Containers

Docker

A practical introduction to how Docker packages software, runs containers, and connects application parts.

Docker packages an application and its runtime dependencies into a portable, isolated unit called a container. Unlike virtual machines, containers share the host operating system kernel but are isolated using Linux namespaces and control groups, making them lightweight, fast to start, and highly portable. The result is a delivery model where the same image is built once, tested consistently, and promoted across environments without configuration drift or dependency mismatch.

Learning objectives

What you should be able to do after reading.
  • Explain the difference between an image, a container, and the host they run on.
  • Describe the main files and commands used to build and run a Docker-based application.
  • Recognize the typical lifecycle from build to run to update.

At a glance

Fast mental model before you dive in.
Building blocks
  • Images
  • Containers
  • Dockerfile
Runtime view
  • Processes
  • Ports
  • Volumes
Operational habits
  • Repeatable builds
  • Clear tagging
  • Simple service wiring

Core idea

At the operating system level, a container is a process bounded by two Linux primitives. Namespaces and cgroups. Namespaces isolate what the process can see. Its filesystem view, network interfaces, hostname, and process tree. Control groups (cgroups) limit how much CPU, memory, and I/O the process can consume. Docker bundles these kernel features behind a developer-friendly toolchain, but it is these primitives that actually create the isolation.

That distinction matters when reasoning about security. A container is not a virtual machine, it shares the host kernel. If the kernel has a vulnerability a container process can reach, isolation can be broken. This is why kernel version, container runtime configuration, and workload privilege all affect the security posture of a containerized system.

Reproducibility is the other central benefit. An image captures not just application code but the exact versions of system libraries, configuration, and tooling that the code depends on. Moving that image from a developer's laptop through staging to production changes only the runtime context, not the software. This makes environments easier to reason about and problems easier to reproduce.

The Docker architecture separates the image (a read-only, layered blueprint) from the container (a running instance with a writable top layer). Multiple containers can run from the same image simultaneously without interfering with each other's filesystem state, and stopping a container leaves the image intact for the next run.

Working model

  • Write a Dockerfile that describes exactly how the image is built, including base image, dependencies, and configuration.
  • Build the image to produce a versioned, tagged artifact that can be pushed to a registry and pulled in any environment.
  • Run the image as one or more containers, exposing only the ports and volumes the workload actually needs.
  • Promote the same image artifact through environments rather than rebuilding at each stage.
§
- _Set problem A_
Extract every line of the listing below that contains the word "black", matching case exactly.

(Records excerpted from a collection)
§
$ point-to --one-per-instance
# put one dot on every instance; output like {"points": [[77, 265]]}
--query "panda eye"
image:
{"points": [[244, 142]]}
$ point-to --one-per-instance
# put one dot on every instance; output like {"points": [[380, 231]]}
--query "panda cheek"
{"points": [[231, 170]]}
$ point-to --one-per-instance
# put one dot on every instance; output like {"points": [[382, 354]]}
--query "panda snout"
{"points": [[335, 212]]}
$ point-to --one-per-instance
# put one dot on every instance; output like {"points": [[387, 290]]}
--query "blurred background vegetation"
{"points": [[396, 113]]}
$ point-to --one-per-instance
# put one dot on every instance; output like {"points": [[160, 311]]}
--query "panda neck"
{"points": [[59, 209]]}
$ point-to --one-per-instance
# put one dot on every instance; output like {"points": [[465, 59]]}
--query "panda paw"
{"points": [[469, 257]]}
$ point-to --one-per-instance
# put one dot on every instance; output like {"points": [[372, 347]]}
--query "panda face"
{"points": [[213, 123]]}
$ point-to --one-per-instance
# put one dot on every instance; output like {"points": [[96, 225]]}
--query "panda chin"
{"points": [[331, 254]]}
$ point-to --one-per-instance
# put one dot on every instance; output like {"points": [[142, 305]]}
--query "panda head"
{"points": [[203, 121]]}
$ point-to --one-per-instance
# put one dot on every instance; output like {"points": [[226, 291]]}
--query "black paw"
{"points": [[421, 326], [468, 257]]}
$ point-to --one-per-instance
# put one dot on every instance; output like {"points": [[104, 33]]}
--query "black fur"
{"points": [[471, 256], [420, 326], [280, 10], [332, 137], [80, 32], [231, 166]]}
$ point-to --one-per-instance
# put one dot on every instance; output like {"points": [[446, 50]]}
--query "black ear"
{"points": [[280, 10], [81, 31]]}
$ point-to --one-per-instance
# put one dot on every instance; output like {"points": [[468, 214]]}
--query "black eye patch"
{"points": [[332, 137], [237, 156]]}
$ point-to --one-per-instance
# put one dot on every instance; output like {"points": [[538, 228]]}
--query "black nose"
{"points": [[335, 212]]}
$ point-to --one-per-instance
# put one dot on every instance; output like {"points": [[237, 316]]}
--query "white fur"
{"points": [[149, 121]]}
§
- _Set problem B_
Write out the passage from the Docker introduction above verbatim, starting at the words "Docker packages an" and ending after "run to update.".

- _Exercise solution A_
--query "black paw"
--query "black fur"
--query "black ear"
--query "black eye patch"
--query "black nose"

- _Exercise solution B_
Docker packages an application and its runtime dependencies into a portable, isolated unit called a container. Unlike virtual machines, containers share the host operating system kernel but are isolated using Linux namespaces and control groups, making them lightweight, fast to start, and highly portable. The result is a delivery model where the same image is built once, tested consistently, and promoted across environments without configuration drift or dependency mismatch.

Learning objectives

What you should be able to do after reading.
  • Explain the difference between an image, a container, and the host they run on.
  • Describe the main files and commands used to build and run a Docker-based application.
  • Recognize the typical lifecycle from build to run to update.